本文 ->
_ _ _ _ _

ゴヤとナポレオン2 スペインとフランス(2)「家族協約」

 スペイン継承戦争(1701~13)はスペインを決定的に弱体化させた。講和条約(1713年4月 11日「ユトレヒト条約」オーストリア以外の諸国との間,翌 14年3月6日「ラスタット条約」オーストリアとの間)により,スペイン王としてアンジュー公フィリップが承認された(ただし、フランスとスペインが永遠に合同しない事が条件)ものの,スペインはイギリスにジブラルタル,ミノルカ,アフリカ奴隷の売込権 (「アシエント」 asiento これによって、イギリスは以後30年間にわたり、毎年1000名の黒人奴隷をスペインのアメリカ植民地に輸出することができるようになった) を,オーストリアにネーデルラント,ミラノ,サルジニアを,サヴォイにシチリア島を割譲(後にサルデーニャ島と交換、サルデーニャ王国となる)。スペインのハプスブルク帝国は崩壊した。他方、イギリスは最大の受益国となり,世界に海洋植民国家としての地位を確立した。

 その後、スペインとフランスは合同こそしなかったが、三度「家族協約」を結んで一緒に戦争を戦った。スペイン王フェリペ5世とフランス王ルイ15世(フェリペ5世の甥)の間で「第一次家族協約」(1733年11月7日 エスコリアル条約→ポーランド継承戦争)と「第二次家族協約」(1743年10月25日 フォンテーヌブロー条約→オーストリア継承戦争)、スペイン王カルロス3世とフランス王ルイ15世(ルロス3世の叔父)の間で「第三次家族協約」(1761年8月15日 パリ条約→七年戦争)。

 スペインの啓蒙専制君主と言われるカルロス3世がこの「第三次家族協約」をフランスと結んだのは、即位の2年後の1761年。イギリスの植民地拡大政策への危惧からだが、彼がまだナポリ王だった1742年、ナポリを包囲したイギリス艦隊司令官に恫喝されて、ナポリの中立宣言に署名させられた時のイギリスへの怨念もあったことだろう。しかし、フランス、スペインはイギリスに完敗。1763年のパリ条約で、イギリスにフロリダとサクラメントを割譲することになった(その後、アメリカ独立戦争でフランスとともに独立を支援し、イギリス海軍と戦い、このときはアメリカ大陸でフロリダを奪回するとともに地中海でミノルカ島を獲得した)。しかし、この敗北がその後のカロロス3世の内政方針を方向付ける(フリードリヒ大王のプロイセンにシュレージエンを奪われた後のマリア・テレジアを彷彿とさせる。1716年生まれのカルロス3世は1717年生まれのマリア・テレジアとは1歳しか違わない)。彼は、現実のイギリスの世界貿易と海軍力における実力は動かしがたいほど強力であり、戦う以前にまずはスペイン国内の近代化によって国力を培うことが何より先決であるという認識に至ったのだ。優れた人材を登用し,数々の改革を実施。なかでも,軍職の整備をはじめとする軍(特に海軍)の改革,および公共事業に功績を残した。

_ _ _ _ _

課題 ->
- A) 本文によると、カルロス3世は何を理由に、戦う前にまずスペイン国内の近代化で国力を培うことが先決だと考えたのか。1〜3文で説明せよ。
- B) 本文の「スペインの啓蒙専制君主と言わ」から「よび公共事業に功績を残した。」までを、両端を含めてそのまま書き写してください。

提供資料 ->
_ _ _ _ _

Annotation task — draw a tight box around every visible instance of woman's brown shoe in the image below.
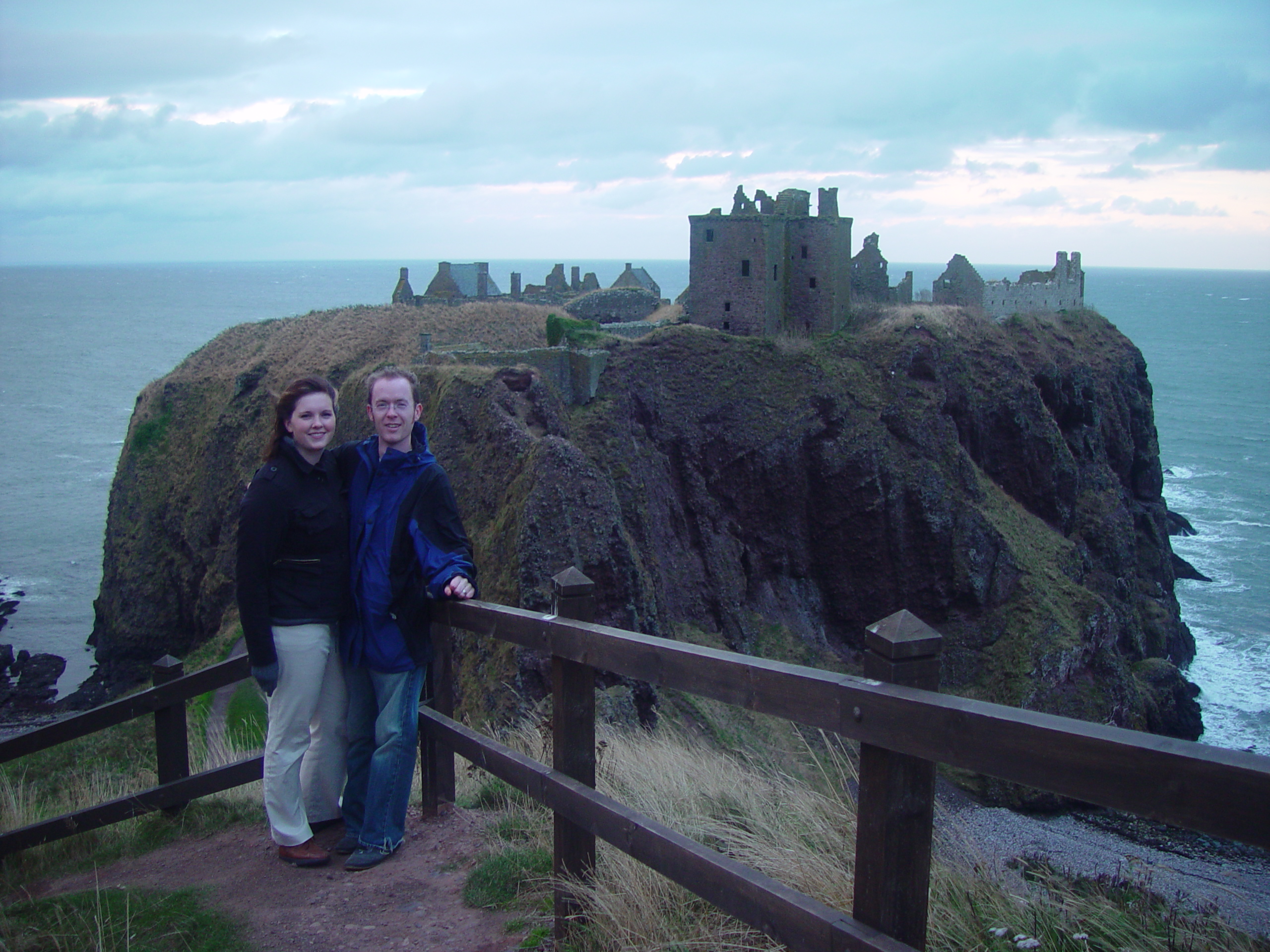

_ _ _ _ _

解答例 ->
- A) フランスとともにイギリスに完敗したことで、イギリスの世界貿易と海軍力における実力は動かしがたいほど強力だと認識したからである。

- B)
スペインの啓蒙専制君主と言われるカルロス3世がこの「第三次家族協約」をフランスと結んだのは、即位の2年後の1761年。イギリスの植民地拡大政策への危惧からだが、彼がまだナポリ王だった1742年、ナポリを包囲したイギリス艦隊司令官に恫喝されて、ナポリの中立宣言に署名させられた時のイギリスへの怨念もあったことだろう。しかし、フランス、スペインはイギリスに完敗。1763年のパリ条約で、イギリスにフロリダとサクラメントを割譲することになった(その後、アメリカ独立戦争でフランスとともに独立を支援し、イギリス海軍と戦い、このときはアメリカ大陸でフロリダを奪回するとともに地中海でミノルカ島を獲得した)。しかし、この敗北がその後のカロロス3世の内政方針を方向付ける(フリードリヒ大王のプロイセンにシュレージエンを奪われた後のマリア・テレジアを彷彿とさせる。1716年生まれのカルロス3世は1717年生まれのマリア・テレジアとは1歳しか違わない)。彼は、現実のイギリスの世界貿易と海軍力における実力は動かしがたいほど強力であり、戦う以前にまずはスペイン国内の近代化によって国力を培うことが何より先決であるという認識に至ったのだ。優れた人材を登用し,数々の改革を実施。なかでも,軍職の整備をはじめとする軍(特に海軍)の改革,および公共事業に功績を残した。